Collected data entries:
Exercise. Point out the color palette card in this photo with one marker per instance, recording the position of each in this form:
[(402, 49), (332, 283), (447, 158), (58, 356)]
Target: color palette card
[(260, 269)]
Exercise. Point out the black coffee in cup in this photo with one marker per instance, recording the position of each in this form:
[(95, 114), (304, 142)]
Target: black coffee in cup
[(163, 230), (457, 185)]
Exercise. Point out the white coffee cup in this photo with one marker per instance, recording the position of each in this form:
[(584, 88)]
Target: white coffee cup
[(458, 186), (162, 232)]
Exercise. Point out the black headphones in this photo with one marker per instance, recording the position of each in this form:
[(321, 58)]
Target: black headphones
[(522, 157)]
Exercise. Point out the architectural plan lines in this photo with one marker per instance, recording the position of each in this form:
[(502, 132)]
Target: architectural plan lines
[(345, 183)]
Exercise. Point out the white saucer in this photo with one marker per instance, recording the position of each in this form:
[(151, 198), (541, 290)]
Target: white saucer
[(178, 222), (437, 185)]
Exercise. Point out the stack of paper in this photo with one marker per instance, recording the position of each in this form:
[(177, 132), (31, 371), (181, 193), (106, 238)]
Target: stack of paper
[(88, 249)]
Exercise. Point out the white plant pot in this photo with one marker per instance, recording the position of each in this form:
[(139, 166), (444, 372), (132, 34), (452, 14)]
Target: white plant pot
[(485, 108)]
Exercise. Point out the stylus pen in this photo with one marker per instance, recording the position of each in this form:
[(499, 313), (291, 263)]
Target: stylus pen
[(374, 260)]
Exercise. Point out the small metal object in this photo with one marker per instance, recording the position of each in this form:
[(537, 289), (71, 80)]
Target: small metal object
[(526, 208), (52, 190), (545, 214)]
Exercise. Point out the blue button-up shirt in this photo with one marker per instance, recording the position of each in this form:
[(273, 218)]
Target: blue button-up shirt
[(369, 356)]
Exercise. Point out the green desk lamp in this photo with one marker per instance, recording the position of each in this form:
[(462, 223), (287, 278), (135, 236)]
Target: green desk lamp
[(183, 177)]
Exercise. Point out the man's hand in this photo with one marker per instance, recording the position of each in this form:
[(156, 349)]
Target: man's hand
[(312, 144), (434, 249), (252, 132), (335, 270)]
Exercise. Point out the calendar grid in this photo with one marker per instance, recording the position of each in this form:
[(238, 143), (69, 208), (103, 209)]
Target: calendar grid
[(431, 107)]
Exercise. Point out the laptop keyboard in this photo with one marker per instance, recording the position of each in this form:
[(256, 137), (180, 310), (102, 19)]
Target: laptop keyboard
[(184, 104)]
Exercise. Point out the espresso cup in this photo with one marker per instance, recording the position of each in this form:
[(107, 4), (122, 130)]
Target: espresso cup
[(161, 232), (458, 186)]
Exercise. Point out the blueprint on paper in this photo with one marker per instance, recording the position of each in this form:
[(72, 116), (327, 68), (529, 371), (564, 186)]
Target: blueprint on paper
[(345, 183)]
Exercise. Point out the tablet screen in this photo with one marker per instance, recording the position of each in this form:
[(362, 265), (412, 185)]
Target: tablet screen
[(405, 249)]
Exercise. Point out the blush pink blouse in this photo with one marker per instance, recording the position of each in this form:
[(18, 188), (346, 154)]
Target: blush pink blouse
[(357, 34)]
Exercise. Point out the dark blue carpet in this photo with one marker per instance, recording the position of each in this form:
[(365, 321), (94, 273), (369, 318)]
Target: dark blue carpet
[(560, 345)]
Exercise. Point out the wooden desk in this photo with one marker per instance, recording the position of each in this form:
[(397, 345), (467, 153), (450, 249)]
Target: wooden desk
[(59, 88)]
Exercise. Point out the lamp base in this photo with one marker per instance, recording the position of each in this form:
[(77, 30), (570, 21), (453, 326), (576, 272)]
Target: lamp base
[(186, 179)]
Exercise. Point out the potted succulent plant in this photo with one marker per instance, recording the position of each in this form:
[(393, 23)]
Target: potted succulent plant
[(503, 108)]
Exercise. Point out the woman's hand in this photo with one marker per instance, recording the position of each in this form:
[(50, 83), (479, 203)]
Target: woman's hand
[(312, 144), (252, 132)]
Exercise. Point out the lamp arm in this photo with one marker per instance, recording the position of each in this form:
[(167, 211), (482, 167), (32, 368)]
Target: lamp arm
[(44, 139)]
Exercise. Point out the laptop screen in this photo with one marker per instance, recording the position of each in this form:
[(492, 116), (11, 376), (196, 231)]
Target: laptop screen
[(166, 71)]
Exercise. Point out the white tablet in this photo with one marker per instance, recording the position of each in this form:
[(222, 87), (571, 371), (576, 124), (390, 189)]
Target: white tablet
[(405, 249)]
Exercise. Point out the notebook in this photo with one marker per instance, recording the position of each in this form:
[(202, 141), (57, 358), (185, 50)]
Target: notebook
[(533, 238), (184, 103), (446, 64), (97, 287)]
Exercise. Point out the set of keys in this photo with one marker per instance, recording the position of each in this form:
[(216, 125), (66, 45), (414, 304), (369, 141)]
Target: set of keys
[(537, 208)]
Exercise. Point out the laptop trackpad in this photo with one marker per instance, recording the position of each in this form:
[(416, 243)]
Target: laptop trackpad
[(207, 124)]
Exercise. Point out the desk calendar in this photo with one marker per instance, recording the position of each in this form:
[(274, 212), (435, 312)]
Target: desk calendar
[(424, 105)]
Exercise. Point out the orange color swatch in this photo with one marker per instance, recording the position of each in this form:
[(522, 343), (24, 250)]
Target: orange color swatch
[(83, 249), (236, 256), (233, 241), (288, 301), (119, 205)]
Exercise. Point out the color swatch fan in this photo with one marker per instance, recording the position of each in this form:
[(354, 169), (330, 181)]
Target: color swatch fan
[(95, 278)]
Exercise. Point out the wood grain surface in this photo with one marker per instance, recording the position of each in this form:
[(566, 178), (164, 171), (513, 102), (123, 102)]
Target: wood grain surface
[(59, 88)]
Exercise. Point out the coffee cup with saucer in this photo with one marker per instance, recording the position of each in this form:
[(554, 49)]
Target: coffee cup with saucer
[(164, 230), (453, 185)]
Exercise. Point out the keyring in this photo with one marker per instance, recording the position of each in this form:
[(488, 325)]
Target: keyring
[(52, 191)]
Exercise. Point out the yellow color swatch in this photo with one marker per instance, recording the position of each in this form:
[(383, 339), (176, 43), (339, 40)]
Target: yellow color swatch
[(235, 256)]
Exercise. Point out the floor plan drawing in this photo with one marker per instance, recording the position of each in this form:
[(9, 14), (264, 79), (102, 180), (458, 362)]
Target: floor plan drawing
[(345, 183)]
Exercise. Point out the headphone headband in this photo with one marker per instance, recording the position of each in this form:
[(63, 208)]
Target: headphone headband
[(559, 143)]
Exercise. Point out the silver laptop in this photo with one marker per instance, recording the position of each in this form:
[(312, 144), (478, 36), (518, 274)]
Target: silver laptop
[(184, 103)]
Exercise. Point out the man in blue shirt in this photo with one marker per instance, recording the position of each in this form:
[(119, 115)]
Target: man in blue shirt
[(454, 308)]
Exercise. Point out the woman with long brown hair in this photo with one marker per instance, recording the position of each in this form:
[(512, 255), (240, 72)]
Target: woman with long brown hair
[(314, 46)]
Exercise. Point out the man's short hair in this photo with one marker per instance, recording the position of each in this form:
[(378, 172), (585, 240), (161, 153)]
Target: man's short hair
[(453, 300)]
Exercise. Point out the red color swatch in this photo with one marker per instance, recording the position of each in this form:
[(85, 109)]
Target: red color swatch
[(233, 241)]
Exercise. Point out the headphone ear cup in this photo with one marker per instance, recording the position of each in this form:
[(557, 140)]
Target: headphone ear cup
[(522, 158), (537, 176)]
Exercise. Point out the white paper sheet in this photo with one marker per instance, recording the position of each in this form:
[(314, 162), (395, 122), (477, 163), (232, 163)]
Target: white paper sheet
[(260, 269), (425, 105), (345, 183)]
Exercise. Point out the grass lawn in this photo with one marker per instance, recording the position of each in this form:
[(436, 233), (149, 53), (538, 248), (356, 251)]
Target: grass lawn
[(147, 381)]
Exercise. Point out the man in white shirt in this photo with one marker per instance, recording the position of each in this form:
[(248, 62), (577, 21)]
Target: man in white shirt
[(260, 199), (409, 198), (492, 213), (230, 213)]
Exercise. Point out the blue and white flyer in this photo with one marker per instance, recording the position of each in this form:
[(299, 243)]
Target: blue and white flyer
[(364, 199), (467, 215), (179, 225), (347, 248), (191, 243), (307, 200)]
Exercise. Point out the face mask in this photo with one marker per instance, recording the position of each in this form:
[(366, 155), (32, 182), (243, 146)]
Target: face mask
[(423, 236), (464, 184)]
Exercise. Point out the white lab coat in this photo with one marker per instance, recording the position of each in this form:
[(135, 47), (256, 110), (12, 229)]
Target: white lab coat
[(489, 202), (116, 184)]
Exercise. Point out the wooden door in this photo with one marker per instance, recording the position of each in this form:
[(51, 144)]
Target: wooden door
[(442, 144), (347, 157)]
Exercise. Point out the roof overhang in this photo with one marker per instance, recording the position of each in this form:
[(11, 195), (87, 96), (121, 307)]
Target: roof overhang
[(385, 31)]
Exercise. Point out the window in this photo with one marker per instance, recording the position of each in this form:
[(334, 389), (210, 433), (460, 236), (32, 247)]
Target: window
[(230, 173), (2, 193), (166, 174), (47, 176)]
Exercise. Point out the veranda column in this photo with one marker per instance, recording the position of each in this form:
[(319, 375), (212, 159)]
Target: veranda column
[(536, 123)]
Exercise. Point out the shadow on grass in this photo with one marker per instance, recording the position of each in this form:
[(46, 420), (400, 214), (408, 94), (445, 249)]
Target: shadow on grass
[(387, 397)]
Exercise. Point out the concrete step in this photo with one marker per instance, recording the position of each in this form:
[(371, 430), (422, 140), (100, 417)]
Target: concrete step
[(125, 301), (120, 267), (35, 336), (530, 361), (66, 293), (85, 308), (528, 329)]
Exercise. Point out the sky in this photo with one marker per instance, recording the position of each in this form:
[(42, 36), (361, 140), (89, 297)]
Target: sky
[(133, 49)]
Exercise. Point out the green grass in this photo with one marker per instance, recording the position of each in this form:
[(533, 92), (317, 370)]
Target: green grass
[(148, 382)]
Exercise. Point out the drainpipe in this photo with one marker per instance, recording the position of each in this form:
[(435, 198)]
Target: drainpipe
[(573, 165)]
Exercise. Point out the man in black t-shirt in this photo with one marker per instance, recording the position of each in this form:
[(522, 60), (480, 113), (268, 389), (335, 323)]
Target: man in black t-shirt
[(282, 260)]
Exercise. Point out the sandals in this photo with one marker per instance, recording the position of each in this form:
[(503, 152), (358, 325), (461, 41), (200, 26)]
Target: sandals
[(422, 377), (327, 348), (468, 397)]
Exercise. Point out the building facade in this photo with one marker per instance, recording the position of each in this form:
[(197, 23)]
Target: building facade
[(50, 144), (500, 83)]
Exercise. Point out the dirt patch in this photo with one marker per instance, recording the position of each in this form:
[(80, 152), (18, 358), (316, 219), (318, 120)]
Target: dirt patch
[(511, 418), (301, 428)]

• **Assignment**: Copy out, word for word, the part of the entries above that begins at the line with "Exercise. Point out the woman with" and ends at the line with "[(378, 172), (585, 240), (161, 153)]", including both.

• **Answer section**:
Exercise. Point out the woman with long brown hair in this photo with one marker per instance, recording the position of each in this form:
[(512, 255), (240, 72)]
Target: woman with long brown hair
[(314, 46)]
Exercise. Point out the man's short hair in this photo with one marker per instance, recording the position of each in this form:
[(378, 172), (585, 240), (161, 153)]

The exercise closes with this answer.